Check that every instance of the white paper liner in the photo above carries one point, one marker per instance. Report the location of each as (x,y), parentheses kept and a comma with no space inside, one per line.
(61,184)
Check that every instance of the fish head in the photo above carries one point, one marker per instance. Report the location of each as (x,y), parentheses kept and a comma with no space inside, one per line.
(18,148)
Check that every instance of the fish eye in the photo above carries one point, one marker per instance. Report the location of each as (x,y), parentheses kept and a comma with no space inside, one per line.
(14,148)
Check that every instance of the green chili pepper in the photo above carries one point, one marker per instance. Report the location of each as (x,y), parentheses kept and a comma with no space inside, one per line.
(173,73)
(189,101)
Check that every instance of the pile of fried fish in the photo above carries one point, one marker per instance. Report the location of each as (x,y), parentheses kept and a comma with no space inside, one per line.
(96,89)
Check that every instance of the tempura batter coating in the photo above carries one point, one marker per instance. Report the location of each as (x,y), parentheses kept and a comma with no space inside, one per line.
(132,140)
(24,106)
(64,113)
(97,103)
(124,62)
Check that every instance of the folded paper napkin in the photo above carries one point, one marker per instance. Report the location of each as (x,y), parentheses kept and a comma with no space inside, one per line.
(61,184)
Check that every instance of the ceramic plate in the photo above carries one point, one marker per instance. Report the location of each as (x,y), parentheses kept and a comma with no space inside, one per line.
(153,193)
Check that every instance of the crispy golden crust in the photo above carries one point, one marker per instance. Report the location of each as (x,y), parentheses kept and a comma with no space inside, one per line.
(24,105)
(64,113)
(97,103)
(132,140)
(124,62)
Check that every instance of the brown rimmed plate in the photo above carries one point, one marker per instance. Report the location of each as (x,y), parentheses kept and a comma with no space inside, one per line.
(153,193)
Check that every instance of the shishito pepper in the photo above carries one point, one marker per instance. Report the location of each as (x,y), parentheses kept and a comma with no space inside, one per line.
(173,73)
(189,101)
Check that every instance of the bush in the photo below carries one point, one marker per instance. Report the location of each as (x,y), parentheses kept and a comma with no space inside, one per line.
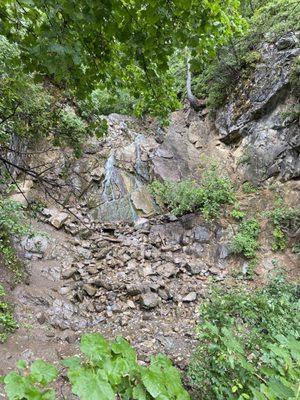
(282,218)
(70,129)
(187,196)
(103,102)
(248,344)
(267,20)
(106,371)
(33,110)
(245,241)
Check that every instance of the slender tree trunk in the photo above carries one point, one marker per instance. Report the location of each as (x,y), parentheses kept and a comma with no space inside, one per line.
(192,99)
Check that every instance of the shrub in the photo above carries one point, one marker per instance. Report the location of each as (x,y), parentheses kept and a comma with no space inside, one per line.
(267,20)
(248,344)
(248,188)
(237,213)
(188,196)
(245,241)
(106,371)
(282,218)
(70,129)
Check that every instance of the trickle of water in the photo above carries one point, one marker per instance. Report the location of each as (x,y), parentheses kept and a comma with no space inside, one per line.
(140,166)
(110,179)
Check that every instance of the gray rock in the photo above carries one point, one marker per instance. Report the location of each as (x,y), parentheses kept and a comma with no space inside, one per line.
(58,219)
(252,116)
(202,234)
(134,289)
(68,272)
(167,270)
(89,289)
(286,42)
(197,267)
(150,300)
(35,244)
(190,297)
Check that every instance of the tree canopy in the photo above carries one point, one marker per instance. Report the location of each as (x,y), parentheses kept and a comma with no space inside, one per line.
(123,42)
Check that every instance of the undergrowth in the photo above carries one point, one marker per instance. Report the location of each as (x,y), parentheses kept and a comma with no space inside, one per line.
(248,344)
(283,218)
(245,241)
(267,20)
(188,196)
(106,371)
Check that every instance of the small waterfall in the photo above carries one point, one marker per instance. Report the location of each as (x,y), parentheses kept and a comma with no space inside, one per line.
(140,166)
(110,180)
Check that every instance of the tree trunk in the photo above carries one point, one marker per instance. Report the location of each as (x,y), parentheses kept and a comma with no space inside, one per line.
(192,99)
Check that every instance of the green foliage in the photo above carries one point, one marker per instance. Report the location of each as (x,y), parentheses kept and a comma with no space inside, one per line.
(31,382)
(295,80)
(246,240)
(120,44)
(187,196)
(248,344)
(32,110)
(267,20)
(105,370)
(282,218)
(103,102)
(236,213)
(7,322)
(248,188)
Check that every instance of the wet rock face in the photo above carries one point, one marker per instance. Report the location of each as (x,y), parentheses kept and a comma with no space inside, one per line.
(253,116)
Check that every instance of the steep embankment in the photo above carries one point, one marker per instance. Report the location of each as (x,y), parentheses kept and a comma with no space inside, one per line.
(113,264)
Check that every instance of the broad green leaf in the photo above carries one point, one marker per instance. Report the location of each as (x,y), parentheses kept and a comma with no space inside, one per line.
(87,385)
(94,346)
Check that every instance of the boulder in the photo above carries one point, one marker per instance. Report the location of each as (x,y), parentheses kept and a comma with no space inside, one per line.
(58,219)
(150,300)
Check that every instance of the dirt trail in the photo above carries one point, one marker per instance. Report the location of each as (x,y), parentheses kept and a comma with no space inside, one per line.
(36,338)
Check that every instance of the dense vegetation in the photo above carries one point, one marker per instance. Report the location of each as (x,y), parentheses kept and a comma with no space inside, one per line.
(248,344)
(65,65)
(119,43)
(107,370)
(188,196)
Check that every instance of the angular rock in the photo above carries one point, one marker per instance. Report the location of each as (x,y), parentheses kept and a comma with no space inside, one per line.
(68,272)
(167,270)
(58,219)
(89,289)
(202,234)
(190,297)
(150,300)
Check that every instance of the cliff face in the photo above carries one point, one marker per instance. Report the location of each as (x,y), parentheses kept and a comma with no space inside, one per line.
(114,260)
(255,121)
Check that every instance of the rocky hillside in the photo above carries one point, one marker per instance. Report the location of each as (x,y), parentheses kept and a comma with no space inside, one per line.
(113,260)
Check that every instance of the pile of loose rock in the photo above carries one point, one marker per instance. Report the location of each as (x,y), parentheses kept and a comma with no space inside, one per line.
(141,281)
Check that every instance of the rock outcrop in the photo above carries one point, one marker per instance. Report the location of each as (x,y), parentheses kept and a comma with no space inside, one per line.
(253,118)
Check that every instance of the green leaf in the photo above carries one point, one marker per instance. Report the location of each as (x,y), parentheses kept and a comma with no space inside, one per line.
(94,346)
(139,393)
(88,385)
(72,362)
(21,364)
(279,389)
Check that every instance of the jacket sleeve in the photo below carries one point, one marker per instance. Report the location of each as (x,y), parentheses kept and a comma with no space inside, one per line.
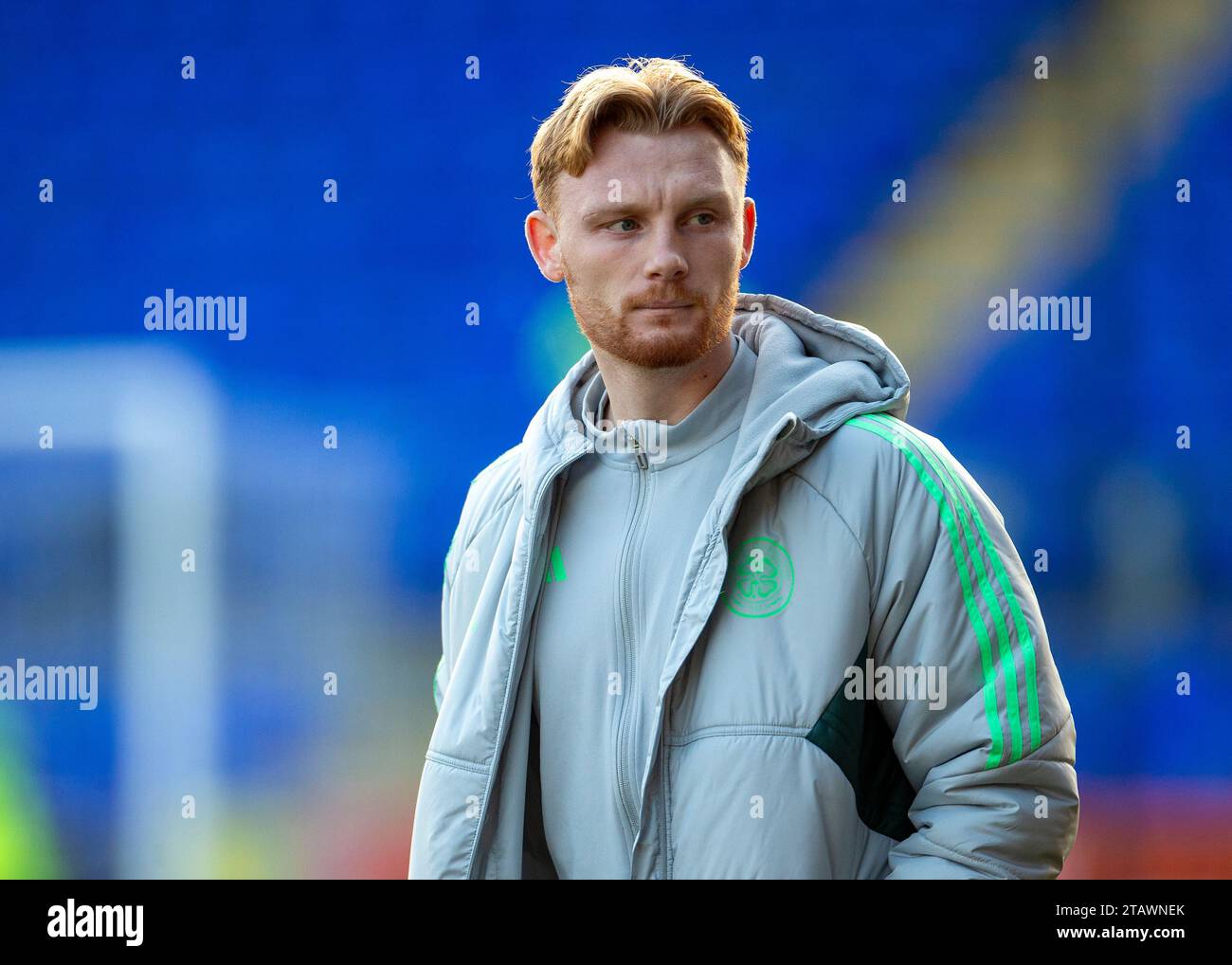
(992,763)
(444,665)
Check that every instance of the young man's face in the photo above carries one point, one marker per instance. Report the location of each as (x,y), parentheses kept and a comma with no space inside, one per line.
(653,220)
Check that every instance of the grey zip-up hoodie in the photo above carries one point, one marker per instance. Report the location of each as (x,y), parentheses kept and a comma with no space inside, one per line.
(858,681)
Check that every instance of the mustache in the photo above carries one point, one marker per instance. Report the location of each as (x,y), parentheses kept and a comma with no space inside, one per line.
(673,297)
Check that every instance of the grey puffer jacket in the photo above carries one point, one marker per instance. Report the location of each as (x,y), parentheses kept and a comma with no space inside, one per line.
(859,682)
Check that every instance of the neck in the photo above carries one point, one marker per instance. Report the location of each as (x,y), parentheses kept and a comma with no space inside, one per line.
(661,394)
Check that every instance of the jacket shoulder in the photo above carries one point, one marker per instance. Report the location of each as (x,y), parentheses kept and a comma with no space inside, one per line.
(492,492)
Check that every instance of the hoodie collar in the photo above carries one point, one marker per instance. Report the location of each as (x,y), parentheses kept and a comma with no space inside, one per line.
(811,373)
(711,420)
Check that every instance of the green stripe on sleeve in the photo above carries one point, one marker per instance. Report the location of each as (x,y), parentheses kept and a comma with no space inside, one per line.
(977,620)
(1024,631)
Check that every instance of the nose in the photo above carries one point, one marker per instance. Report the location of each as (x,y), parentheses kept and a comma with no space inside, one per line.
(665,263)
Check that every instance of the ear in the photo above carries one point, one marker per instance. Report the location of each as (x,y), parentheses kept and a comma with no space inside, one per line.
(545,245)
(751,227)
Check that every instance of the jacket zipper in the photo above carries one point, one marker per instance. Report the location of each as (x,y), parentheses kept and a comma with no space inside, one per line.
(628,686)
(533,566)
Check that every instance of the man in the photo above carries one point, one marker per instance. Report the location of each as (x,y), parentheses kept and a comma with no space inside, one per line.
(722,612)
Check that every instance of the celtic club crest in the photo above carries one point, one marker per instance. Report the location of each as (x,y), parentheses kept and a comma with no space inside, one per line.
(760,578)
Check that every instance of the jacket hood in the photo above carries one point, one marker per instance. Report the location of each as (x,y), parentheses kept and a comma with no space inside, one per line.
(813,373)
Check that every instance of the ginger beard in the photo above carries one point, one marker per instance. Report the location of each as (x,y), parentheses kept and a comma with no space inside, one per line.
(652,339)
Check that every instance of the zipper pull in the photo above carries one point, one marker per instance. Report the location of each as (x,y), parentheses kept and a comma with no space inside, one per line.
(641,456)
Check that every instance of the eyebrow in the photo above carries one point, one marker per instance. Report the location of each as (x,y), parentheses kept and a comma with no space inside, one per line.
(714,200)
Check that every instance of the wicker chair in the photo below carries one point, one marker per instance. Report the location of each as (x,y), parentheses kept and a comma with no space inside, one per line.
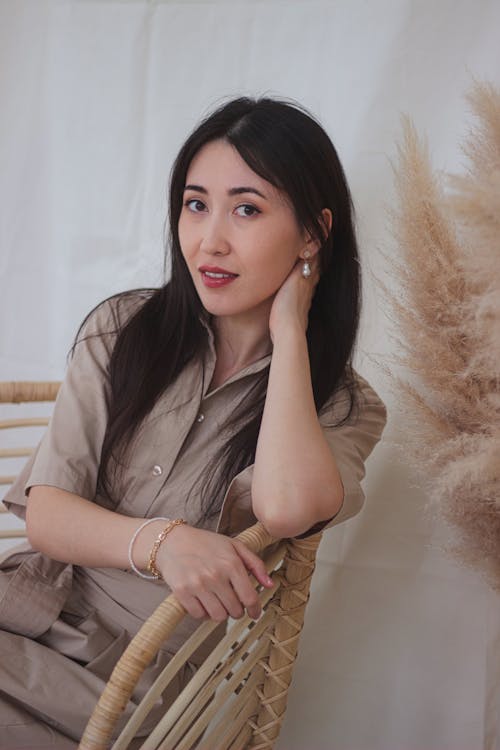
(17,393)
(237,698)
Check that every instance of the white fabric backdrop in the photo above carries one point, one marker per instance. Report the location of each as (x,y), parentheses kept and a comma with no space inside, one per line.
(401,650)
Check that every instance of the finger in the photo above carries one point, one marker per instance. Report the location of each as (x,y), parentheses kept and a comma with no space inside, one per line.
(214,607)
(246,593)
(193,606)
(254,564)
(230,600)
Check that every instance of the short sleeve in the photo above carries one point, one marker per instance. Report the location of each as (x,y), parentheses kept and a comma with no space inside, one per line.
(351,442)
(69,453)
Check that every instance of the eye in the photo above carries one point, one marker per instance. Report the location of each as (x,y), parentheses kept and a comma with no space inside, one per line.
(246,209)
(194,205)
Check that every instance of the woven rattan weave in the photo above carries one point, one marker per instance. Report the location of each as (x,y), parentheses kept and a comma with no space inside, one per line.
(237,698)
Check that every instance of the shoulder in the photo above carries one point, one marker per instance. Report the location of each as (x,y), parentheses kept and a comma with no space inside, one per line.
(354,400)
(97,335)
(111,315)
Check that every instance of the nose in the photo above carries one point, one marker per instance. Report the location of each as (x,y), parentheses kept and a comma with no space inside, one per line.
(214,239)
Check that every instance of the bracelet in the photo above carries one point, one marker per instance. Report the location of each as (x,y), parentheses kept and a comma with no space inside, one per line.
(131,546)
(156,546)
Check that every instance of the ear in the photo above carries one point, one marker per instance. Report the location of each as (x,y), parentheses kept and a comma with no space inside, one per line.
(313,244)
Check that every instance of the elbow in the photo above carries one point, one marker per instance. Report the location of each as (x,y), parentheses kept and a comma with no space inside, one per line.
(295,516)
(35,521)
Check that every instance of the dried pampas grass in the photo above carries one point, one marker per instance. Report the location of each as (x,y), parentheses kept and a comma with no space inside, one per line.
(446,313)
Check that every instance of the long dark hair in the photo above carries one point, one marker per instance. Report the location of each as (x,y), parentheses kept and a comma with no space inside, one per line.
(283,144)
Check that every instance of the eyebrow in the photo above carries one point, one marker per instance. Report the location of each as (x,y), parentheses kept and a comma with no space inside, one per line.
(231,191)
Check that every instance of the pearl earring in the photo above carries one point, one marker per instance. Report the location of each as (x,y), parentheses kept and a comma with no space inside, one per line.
(306,266)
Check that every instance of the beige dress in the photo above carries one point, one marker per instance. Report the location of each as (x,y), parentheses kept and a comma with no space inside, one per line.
(63,627)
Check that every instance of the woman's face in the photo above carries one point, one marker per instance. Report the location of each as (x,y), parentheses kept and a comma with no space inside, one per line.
(238,233)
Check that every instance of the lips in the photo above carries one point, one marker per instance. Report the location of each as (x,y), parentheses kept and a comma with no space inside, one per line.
(214,276)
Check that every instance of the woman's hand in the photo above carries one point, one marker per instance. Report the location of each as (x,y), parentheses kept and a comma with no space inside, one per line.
(208,573)
(293,300)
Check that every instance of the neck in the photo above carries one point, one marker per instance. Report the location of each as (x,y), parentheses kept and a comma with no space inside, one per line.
(239,341)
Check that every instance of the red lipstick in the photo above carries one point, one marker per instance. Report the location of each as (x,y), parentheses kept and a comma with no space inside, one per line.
(214,276)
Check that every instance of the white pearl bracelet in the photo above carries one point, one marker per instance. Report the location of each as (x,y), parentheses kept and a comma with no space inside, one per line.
(131,547)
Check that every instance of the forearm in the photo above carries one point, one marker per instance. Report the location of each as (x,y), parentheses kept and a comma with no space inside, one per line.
(71,529)
(296,481)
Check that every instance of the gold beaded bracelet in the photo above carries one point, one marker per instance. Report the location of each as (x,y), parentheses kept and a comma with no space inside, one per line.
(156,546)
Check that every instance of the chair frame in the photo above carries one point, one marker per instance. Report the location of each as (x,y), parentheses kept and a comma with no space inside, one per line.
(254,718)
(18,392)
(259,677)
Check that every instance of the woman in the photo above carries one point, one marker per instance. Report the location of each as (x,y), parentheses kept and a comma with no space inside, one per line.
(223,397)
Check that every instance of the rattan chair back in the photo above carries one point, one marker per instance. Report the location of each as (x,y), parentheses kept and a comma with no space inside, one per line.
(21,392)
(237,698)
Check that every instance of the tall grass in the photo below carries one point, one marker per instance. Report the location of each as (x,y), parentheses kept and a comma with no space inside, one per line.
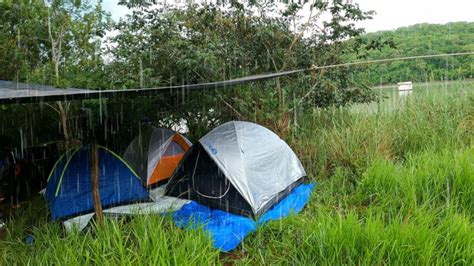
(395,186)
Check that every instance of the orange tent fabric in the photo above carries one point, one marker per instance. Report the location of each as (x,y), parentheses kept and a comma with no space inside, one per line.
(155,153)
(168,163)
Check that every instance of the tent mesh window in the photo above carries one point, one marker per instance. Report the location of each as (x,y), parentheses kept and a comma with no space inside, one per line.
(198,178)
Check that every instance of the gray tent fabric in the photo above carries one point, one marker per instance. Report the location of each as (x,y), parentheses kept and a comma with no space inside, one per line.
(254,159)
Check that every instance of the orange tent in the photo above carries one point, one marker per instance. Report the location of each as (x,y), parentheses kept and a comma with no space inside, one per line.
(155,154)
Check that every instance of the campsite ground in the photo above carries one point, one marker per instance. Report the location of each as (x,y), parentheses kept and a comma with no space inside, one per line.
(395,184)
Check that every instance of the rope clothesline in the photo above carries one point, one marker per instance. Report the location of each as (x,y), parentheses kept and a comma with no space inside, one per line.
(14,92)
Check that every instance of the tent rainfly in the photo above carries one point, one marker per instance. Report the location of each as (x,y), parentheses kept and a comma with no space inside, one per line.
(69,189)
(238,167)
(155,153)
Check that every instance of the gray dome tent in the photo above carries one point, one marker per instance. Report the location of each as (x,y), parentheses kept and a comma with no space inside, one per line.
(239,167)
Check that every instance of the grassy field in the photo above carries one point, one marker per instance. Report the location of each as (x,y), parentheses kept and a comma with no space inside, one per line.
(395,186)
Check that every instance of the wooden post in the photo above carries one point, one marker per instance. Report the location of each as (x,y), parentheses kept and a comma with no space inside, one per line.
(95,182)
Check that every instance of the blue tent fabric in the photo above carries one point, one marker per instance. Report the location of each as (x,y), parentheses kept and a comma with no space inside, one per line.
(228,230)
(69,189)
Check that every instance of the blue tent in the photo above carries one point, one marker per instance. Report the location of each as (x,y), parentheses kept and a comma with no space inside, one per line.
************
(PROBLEM REQUIREMENTS): Only the lines from the one containing "Check that every instance of the wooden" through the end of the entries above belong in the answer; repeat them exactly.

(THE COMPLETED TASK):
Check that every instance of the wooden post in the photo above carries one point, one marker per instance. Report the location of each as (x,y), parentheses kept and a comma with no space inside, one per line.
(95,182)
Check that every instance of the blue tent fabric in the photo above carries one point, one marker per instance. Report the location of each as (x,y), parentheses kept and a comma with no space inside, one per line.
(228,230)
(69,189)
Check that every instance of the blue tent in the photo above carries one point, one marker per instance. Report the location of each as (x,y), parentheses kept and a comma with no space inside, one per line.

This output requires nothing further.